**** Provided data ****
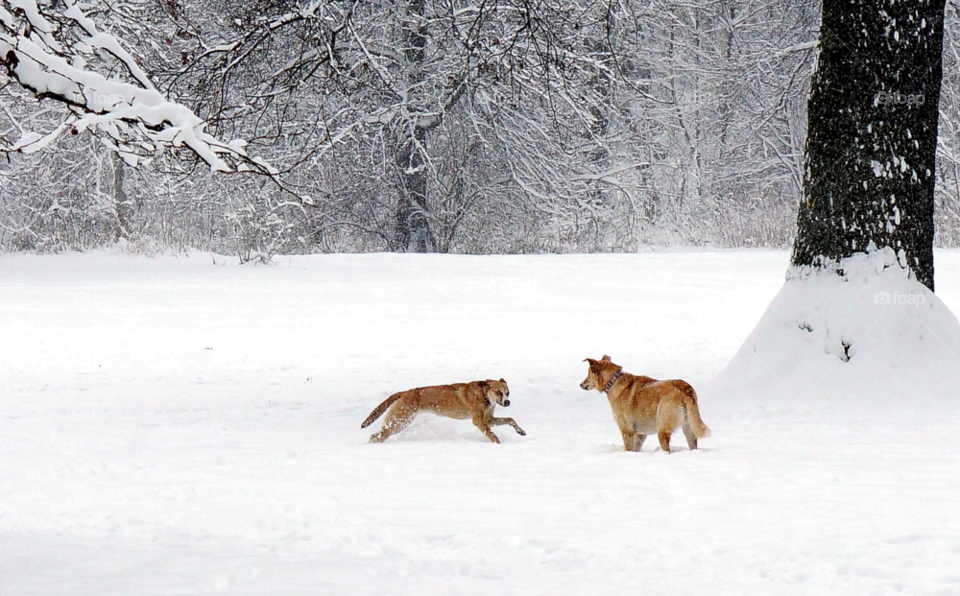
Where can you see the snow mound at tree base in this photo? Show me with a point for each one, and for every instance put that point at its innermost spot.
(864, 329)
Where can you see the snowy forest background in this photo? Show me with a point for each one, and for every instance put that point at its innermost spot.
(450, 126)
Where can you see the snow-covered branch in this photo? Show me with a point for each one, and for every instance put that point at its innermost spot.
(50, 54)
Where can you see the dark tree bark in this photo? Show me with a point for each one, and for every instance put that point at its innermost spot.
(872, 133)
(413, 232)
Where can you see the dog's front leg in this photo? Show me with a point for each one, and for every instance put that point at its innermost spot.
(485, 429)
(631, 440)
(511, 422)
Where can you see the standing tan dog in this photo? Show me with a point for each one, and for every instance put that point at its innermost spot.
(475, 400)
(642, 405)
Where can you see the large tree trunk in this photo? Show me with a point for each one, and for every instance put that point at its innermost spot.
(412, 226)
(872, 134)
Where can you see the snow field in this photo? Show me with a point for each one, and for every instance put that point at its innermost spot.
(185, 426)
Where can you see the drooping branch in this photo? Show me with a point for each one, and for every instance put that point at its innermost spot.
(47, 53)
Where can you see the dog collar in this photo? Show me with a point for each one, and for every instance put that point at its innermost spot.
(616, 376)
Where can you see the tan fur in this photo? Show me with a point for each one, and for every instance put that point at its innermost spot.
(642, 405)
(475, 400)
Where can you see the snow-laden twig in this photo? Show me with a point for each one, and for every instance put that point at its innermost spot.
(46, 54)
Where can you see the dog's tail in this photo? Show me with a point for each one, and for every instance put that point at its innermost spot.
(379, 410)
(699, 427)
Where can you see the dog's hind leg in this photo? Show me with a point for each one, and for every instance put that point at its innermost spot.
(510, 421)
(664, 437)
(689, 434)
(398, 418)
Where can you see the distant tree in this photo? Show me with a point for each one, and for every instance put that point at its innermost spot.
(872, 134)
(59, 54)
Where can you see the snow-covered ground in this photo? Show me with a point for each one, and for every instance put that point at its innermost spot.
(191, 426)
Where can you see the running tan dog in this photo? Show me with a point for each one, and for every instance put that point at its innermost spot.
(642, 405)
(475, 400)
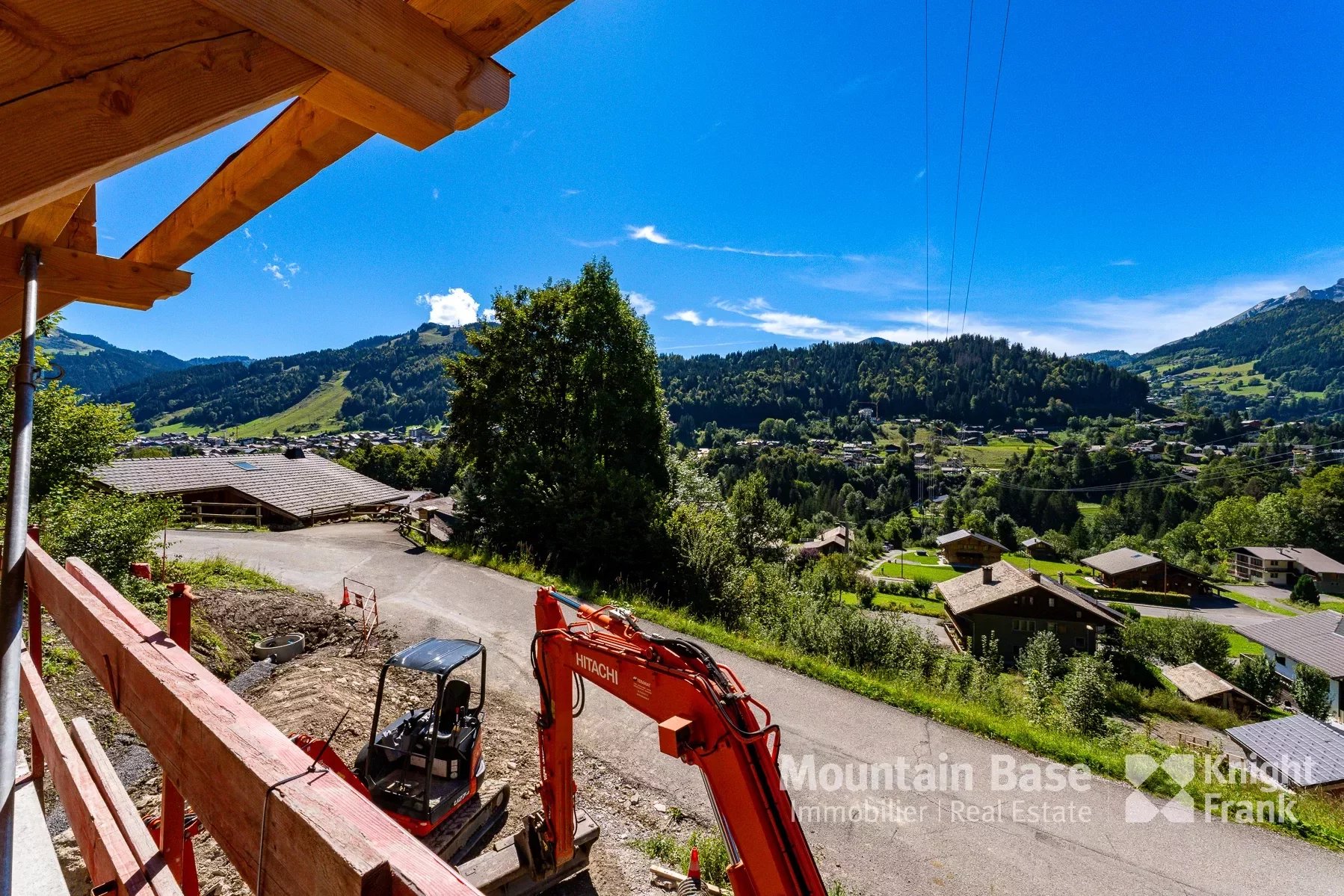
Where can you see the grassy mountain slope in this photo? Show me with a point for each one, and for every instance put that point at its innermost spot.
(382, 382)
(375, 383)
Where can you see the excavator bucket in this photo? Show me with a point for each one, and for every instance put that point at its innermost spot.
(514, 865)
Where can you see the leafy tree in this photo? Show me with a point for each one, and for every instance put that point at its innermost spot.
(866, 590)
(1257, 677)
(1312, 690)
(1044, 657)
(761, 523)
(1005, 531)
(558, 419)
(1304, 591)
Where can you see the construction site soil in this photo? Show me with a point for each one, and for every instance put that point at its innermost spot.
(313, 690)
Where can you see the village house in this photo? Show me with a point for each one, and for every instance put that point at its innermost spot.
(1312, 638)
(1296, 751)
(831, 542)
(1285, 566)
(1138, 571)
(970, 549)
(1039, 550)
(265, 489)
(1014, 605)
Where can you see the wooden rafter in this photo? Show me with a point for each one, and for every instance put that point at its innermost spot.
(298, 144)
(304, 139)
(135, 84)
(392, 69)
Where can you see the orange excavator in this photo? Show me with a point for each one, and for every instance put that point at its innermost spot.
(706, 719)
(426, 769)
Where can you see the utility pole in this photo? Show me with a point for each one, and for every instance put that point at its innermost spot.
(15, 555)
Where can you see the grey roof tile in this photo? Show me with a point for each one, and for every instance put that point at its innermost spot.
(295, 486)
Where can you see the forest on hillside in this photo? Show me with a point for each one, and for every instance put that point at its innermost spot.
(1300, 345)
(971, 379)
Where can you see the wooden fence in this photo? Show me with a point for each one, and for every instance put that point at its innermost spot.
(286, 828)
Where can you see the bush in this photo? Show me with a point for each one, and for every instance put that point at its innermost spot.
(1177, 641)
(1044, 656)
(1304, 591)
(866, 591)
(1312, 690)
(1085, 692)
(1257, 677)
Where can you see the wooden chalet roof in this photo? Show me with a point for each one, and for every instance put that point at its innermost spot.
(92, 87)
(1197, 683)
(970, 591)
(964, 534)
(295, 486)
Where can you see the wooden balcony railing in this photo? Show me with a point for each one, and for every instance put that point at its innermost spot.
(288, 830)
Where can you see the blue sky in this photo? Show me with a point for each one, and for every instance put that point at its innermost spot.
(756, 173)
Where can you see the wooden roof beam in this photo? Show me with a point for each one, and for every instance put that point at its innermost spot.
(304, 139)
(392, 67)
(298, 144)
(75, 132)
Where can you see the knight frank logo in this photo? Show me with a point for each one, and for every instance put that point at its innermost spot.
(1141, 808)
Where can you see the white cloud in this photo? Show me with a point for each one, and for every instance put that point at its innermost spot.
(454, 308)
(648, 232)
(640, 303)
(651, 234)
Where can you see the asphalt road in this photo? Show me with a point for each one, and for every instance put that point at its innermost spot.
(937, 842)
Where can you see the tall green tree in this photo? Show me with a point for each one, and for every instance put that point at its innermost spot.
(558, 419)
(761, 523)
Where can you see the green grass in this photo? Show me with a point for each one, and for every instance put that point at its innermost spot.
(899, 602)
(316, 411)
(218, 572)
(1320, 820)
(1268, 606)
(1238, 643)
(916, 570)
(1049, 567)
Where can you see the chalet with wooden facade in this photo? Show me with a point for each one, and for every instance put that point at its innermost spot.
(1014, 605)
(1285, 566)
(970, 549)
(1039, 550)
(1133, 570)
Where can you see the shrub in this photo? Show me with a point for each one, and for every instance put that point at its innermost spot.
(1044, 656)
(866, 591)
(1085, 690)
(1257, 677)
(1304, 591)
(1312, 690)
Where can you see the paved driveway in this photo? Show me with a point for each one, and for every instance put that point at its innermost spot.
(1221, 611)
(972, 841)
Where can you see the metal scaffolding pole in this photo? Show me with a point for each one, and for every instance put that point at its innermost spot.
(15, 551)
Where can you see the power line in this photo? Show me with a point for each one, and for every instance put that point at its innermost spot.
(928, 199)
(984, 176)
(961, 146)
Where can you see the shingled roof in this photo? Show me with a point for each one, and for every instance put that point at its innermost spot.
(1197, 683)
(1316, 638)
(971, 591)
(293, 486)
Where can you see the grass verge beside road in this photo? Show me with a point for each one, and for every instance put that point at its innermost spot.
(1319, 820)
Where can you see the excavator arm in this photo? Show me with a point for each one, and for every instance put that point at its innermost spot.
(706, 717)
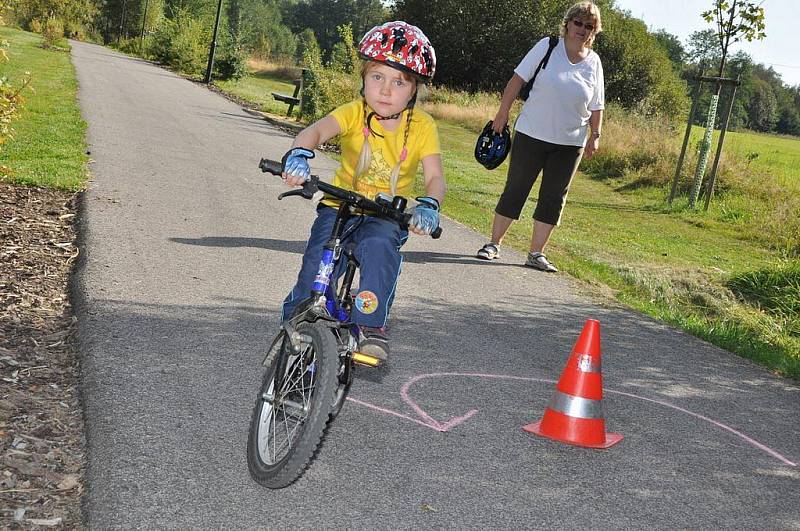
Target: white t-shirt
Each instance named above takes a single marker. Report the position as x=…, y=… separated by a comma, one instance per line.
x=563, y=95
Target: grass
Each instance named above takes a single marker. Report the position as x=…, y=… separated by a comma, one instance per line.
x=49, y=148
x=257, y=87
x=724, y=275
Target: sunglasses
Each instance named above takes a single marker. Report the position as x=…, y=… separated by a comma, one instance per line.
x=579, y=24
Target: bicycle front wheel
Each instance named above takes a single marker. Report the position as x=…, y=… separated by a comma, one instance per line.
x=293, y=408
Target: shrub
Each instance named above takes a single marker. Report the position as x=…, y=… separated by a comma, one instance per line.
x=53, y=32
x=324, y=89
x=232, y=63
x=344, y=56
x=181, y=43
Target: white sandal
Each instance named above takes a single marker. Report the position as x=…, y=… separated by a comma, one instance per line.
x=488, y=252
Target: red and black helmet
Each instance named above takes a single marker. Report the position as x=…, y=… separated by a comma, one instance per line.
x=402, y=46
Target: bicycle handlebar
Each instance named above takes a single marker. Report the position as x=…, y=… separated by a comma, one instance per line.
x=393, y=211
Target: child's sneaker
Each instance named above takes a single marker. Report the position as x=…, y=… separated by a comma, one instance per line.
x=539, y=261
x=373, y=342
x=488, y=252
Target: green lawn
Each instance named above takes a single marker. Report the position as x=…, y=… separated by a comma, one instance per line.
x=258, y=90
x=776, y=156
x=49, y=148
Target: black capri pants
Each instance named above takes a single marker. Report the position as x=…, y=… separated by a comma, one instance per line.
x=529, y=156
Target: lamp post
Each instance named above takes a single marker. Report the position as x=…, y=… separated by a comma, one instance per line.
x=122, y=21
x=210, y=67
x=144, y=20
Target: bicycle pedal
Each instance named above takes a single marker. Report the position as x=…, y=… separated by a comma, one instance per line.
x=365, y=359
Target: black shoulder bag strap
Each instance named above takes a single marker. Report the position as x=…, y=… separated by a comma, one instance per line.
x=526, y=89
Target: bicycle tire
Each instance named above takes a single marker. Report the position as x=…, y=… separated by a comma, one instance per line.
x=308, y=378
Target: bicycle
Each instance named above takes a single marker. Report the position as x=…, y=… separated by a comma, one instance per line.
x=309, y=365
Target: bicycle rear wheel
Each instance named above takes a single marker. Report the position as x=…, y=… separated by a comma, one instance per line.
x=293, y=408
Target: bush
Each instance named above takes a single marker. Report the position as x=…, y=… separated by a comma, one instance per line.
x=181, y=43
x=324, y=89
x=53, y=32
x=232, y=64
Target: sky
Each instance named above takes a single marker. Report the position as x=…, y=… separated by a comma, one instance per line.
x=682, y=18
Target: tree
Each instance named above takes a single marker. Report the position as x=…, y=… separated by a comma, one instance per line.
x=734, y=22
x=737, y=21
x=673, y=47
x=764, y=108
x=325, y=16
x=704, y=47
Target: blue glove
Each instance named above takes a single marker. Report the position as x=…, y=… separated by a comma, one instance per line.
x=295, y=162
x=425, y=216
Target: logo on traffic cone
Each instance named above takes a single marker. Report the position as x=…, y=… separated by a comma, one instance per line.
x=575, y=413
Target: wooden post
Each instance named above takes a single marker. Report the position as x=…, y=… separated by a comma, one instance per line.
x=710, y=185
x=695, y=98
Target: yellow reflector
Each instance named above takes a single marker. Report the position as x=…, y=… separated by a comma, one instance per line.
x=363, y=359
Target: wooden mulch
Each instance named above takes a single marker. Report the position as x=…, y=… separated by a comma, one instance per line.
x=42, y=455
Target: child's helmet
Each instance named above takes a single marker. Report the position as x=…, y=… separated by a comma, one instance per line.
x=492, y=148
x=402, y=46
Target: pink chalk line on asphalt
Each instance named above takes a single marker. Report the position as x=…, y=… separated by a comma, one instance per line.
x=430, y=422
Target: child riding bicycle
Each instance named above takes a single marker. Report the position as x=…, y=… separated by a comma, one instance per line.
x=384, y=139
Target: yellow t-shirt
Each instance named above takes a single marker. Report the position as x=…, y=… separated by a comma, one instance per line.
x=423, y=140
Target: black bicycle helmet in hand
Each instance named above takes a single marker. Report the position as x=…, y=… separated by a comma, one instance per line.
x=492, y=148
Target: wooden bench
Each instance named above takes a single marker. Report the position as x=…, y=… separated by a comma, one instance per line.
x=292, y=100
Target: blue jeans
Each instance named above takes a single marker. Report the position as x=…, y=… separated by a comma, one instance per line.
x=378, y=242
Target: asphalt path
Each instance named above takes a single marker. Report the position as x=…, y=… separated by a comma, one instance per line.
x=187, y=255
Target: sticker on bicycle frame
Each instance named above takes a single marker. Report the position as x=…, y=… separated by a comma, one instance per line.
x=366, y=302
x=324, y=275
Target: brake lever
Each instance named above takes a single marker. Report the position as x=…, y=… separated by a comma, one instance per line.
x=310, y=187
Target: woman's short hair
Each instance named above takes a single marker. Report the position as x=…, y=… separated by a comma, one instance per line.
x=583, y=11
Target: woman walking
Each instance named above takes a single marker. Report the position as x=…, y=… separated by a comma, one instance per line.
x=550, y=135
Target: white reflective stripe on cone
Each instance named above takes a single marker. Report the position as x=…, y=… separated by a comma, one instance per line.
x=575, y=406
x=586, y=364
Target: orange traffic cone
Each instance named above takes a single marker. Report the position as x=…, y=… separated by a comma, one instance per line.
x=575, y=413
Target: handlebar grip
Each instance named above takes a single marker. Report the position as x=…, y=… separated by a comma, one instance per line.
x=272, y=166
****
* Aim of the task
If the string "child" appears in a line of the entries, report the line.

* Result
Target: child's sneaker
Target: child's helmet
Target: child riding bicycle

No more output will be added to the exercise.